TASK INPUT >>
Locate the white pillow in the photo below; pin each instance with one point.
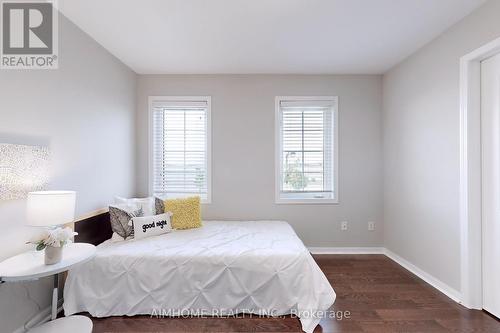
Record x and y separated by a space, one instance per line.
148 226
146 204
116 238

--

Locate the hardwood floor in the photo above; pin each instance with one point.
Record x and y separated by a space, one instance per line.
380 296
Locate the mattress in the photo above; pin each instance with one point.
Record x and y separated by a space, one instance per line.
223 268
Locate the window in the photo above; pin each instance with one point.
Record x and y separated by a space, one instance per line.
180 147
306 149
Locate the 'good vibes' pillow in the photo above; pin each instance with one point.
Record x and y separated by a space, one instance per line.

WRITTEN REQUEST >> State how many lines in the data above contain the word "photo". Give only the number.

FINISHED EXERCISE >> 5